#### WHAT IS ASKED:
Each line below must be set down exactly; omit any image you find.
----- PROVIDED MATERIAL -----
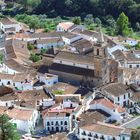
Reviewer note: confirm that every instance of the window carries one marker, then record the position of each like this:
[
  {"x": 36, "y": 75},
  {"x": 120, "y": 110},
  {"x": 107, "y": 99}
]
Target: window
[
  {"x": 118, "y": 98},
  {"x": 124, "y": 96},
  {"x": 123, "y": 138},
  {"x": 65, "y": 123},
  {"x": 56, "y": 123},
  {"x": 84, "y": 133},
  {"x": 96, "y": 136},
  {"x": 48, "y": 123},
  {"x": 97, "y": 51},
  {"x": 104, "y": 52}
]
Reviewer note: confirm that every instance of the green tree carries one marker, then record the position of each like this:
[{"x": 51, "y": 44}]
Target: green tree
[
  {"x": 8, "y": 130},
  {"x": 30, "y": 47},
  {"x": 98, "y": 21},
  {"x": 77, "y": 20},
  {"x": 35, "y": 58},
  {"x": 1, "y": 57},
  {"x": 88, "y": 19},
  {"x": 135, "y": 135},
  {"x": 123, "y": 25}
]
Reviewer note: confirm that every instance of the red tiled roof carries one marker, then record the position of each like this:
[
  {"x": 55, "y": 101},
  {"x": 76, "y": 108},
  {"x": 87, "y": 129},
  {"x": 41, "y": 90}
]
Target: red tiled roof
[{"x": 108, "y": 104}]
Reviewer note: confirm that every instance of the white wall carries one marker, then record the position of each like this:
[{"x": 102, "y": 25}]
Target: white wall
[
  {"x": 7, "y": 70},
  {"x": 49, "y": 45},
  {"x": 49, "y": 81},
  {"x": 87, "y": 66},
  {"x": 16, "y": 26},
  {"x": 57, "y": 119},
  {"x": 69, "y": 41}
]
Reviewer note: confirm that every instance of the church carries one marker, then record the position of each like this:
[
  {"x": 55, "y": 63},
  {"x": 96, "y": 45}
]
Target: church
[{"x": 83, "y": 69}]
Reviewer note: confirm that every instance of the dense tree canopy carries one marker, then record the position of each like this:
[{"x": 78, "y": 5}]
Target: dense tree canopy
[
  {"x": 99, "y": 8},
  {"x": 7, "y": 130}
]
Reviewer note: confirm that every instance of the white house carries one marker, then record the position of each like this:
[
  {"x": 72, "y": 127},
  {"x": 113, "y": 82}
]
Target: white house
[
  {"x": 71, "y": 38},
  {"x": 117, "y": 47},
  {"x": 48, "y": 79},
  {"x": 48, "y": 43},
  {"x": 118, "y": 93},
  {"x": 22, "y": 81},
  {"x": 130, "y": 76},
  {"x": 56, "y": 121},
  {"x": 24, "y": 119},
  {"x": 116, "y": 111},
  {"x": 97, "y": 130},
  {"x": 10, "y": 26},
  {"x": 64, "y": 26}
]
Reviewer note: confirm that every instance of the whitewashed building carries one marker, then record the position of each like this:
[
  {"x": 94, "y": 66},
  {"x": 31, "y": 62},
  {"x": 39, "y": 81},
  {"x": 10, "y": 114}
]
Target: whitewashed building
[
  {"x": 10, "y": 26},
  {"x": 117, "y": 112},
  {"x": 24, "y": 119},
  {"x": 97, "y": 130},
  {"x": 118, "y": 93},
  {"x": 48, "y": 79},
  {"x": 64, "y": 26},
  {"x": 71, "y": 38},
  {"x": 49, "y": 43}
]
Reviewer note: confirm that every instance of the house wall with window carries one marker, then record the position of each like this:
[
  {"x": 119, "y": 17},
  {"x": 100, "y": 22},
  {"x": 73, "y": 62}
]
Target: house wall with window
[
  {"x": 57, "y": 124},
  {"x": 83, "y": 134},
  {"x": 90, "y": 135},
  {"x": 123, "y": 100},
  {"x": 49, "y": 79},
  {"x": 49, "y": 45},
  {"x": 5, "y": 69}
]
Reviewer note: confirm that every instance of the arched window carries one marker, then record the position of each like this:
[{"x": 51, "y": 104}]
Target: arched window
[
  {"x": 56, "y": 123},
  {"x": 48, "y": 123},
  {"x": 97, "y": 51},
  {"x": 65, "y": 123}
]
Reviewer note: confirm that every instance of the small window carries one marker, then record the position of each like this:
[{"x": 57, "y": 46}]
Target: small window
[
  {"x": 97, "y": 51},
  {"x": 65, "y": 123},
  {"x": 118, "y": 98},
  {"x": 124, "y": 96}
]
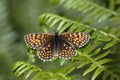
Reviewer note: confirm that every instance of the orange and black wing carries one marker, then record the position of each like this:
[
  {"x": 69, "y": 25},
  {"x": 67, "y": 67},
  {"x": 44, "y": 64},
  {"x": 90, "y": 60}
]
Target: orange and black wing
[
  {"x": 66, "y": 50},
  {"x": 35, "y": 40},
  {"x": 46, "y": 52}
]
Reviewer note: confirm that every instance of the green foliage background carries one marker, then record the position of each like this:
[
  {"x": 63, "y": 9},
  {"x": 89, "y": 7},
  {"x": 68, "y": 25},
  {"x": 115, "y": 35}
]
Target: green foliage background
[{"x": 98, "y": 60}]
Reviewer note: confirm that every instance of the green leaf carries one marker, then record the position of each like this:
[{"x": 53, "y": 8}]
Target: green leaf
[{"x": 97, "y": 72}]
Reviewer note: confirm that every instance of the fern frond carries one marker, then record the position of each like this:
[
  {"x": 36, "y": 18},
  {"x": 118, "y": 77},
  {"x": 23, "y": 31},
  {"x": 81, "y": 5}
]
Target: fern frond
[
  {"x": 92, "y": 54},
  {"x": 91, "y": 9},
  {"x": 25, "y": 70}
]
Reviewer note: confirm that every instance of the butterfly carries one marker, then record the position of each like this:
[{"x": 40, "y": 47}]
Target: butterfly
[{"x": 50, "y": 45}]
-----
#### SOLUTION TO THIS EXERCISE:
Reviewer note: confirm that every instance of the window carries one marker, then record the position of each like this:
[
  {"x": 36, "y": 75},
  {"x": 120, "y": 110},
  {"x": 107, "y": 99}
]
Target: window
[
  {"x": 118, "y": 98},
  {"x": 124, "y": 96},
  {"x": 123, "y": 138},
  {"x": 65, "y": 123},
  {"x": 56, "y": 123},
  {"x": 84, "y": 133},
  {"x": 96, "y": 136},
  {"x": 48, "y": 123},
  {"x": 97, "y": 51},
  {"x": 104, "y": 52}
]
Reviewer note: confirm that every instance of the green tree carries one marker, then record the position of each like this:
[{"x": 51, "y": 44}]
Target: green tree
[
  {"x": 8, "y": 130},
  {"x": 30, "y": 47},
  {"x": 98, "y": 21},
  {"x": 77, "y": 20},
  {"x": 35, "y": 58},
  {"x": 1, "y": 57},
  {"x": 88, "y": 19},
  {"x": 135, "y": 135},
  {"x": 123, "y": 25}
]
Reviewer note: confirm that every instance of the red tiled roof carries one marker, then record the position of each like this:
[
  {"x": 55, "y": 101},
  {"x": 76, "y": 108},
  {"x": 87, "y": 129},
  {"x": 41, "y": 90}
]
Target: red tiled roof
[{"x": 108, "y": 104}]
Reviewer note: confirm that every instance of the white wall carries one marker, then record the position of each like this:
[{"x": 102, "y": 25}]
Target: white wall
[
  {"x": 7, "y": 70},
  {"x": 49, "y": 45},
  {"x": 49, "y": 81},
  {"x": 87, "y": 66},
  {"x": 16, "y": 26},
  {"x": 57, "y": 119},
  {"x": 69, "y": 41}
]
Reviewer note: confirm that every instance of the church carries one marker, then record the position of each like this:
[
  {"x": 55, "y": 63},
  {"x": 96, "y": 45}
]
Target: church
[{"x": 83, "y": 69}]
Reviewer note: confirm that every instance of the dense tree canopy carries one marker, then record the position of each like this:
[{"x": 78, "y": 5}]
Target: dense tree canopy
[
  {"x": 99, "y": 8},
  {"x": 7, "y": 130}
]
Reviewer note: confirm that every instance of the white house carries one marker, then record the position of each like this:
[
  {"x": 72, "y": 127},
  {"x": 113, "y": 82}
]
Target: white house
[
  {"x": 71, "y": 38},
  {"x": 117, "y": 47},
  {"x": 48, "y": 79},
  {"x": 48, "y": 43},
  {"x": 118, "y": 93},
  {"x": 22, "y": 81},
  {"x": 130, "y": 76},
  {"x": 56, "y": 121},
  {"x": 24, "y": 119},
  {"x": 116, "y": 111},
  {"x": 97, "y": 130},
  {"x": 10, "y": 26},
  {"x": 64, "y": 26}
]
Reviewer note: confirm that every instance of the whitewashed building carries one marker, then record the position of each like this:
[
  {"x": 94, "y": 66},
  {"x": 31, "y": 62},
  {"x": 39, "y": 81},
  {"x": 10, "y": 114}
]
Target: whitewashed building
[
  {"x": 10, "y": 26},
  {"x": 117, "y": 112},
  {"x": 24, "y": 119},
  {"x": 97, "y": 130},
  {"x": 118, "y": 93},
  {"x": 48, "y": 79},
  {"x": 64, "y": 26},
  {"x": 71, "y": 38},
  {"x": 49, "y": 43}
]
Reviewer note: confirm that every instance of the house wall with window carries one marker, then record the position of each like this:
[
  {"x": 119, "y": 17},
  {"x": 100, "y": 22},
  {"x": 73, "y": 62}
]
Target: house wall with window
[
  {"x": 57, "y": 124},
  {"x": 83, "y": 134},
  {"x": 90, "y": 135},
  {"x": 123, "y": 100},
  {"x": 49, "y": 79},
  {"x": 49, "y": 45},
  {"x": 5, "y": 69}
]
Reviewer note: confirm that every instance of the arched window carries one marker, then record the position of each like this:
[{"x": 51, "y": 104}]
Target: arched window
[
  {"x": 56, "y": 123},
  {"x": 48, "y": 123},
  {"x": 97, "y": 51},
  {"x": 65, "y": 123}
]
Reviewer note: confirm that every instance of the small window carries one marker, then record the position of each like this:
[{"x": 57, "y": 46}]
Target: small window
[
  {"x": 97, "y": 51},
  {"x": 65, "y": 123},
  {"x": 118, "y": 98},
  {"x": 124, "y": 96}
]
Reviewer note: confirm that every instance of the orange and black wing carries one marker, then record the position of each like this:
[
  {"x": 69, "y": 25},
  {"x": 67, "y": 67},
  {"x": 44, "y": 64},
  {"x": 90, "y": 60}
]
Target: orange and black wing
[
  {"x": 66, "y": 50},
  {"x": 35, "y": 40},
  {"x": 46, "y": 52}
]
Reviewer note: confirm that every instance of the green foliage background carries one marker, then record the position of each like this:
[
  {"x": 63, "y": 9},
  {"x": 89, "y": 7},
  {"x": 68, "y": 25},
  {"x": 115, "y": 35}
]
Target: green foliage background
[{"x": 98, "y": 60}]
Reviewer note: confirm that every instance of the green leaf carries one marker, then record the position of each like this:
[{"x": 53, "y": 8}]
Target: green leaf
[{"x": 97, "y": 72}]
Reviewer note: confirm that every instance of the fern frond carries one marker, then record the position of each like this:
[
  {"x": 36, "y": 18},
  {"x": 118, "y": 77},
  {"x": 23, "y": 31},
  {"x": 81, "y": 5}
]
Target: fern frond
[
  {"x": 92, "y": 54},
  {"x": 91, "y": 9},
  {"x": 25, "y": 70}
]
Reviewer note: confirm that every instance of the butterfly carries one marker, then record the position of each like this:
[{"x": 40, "y": 47}]
Target: butterfly
[{"x": 50, "y": 45}]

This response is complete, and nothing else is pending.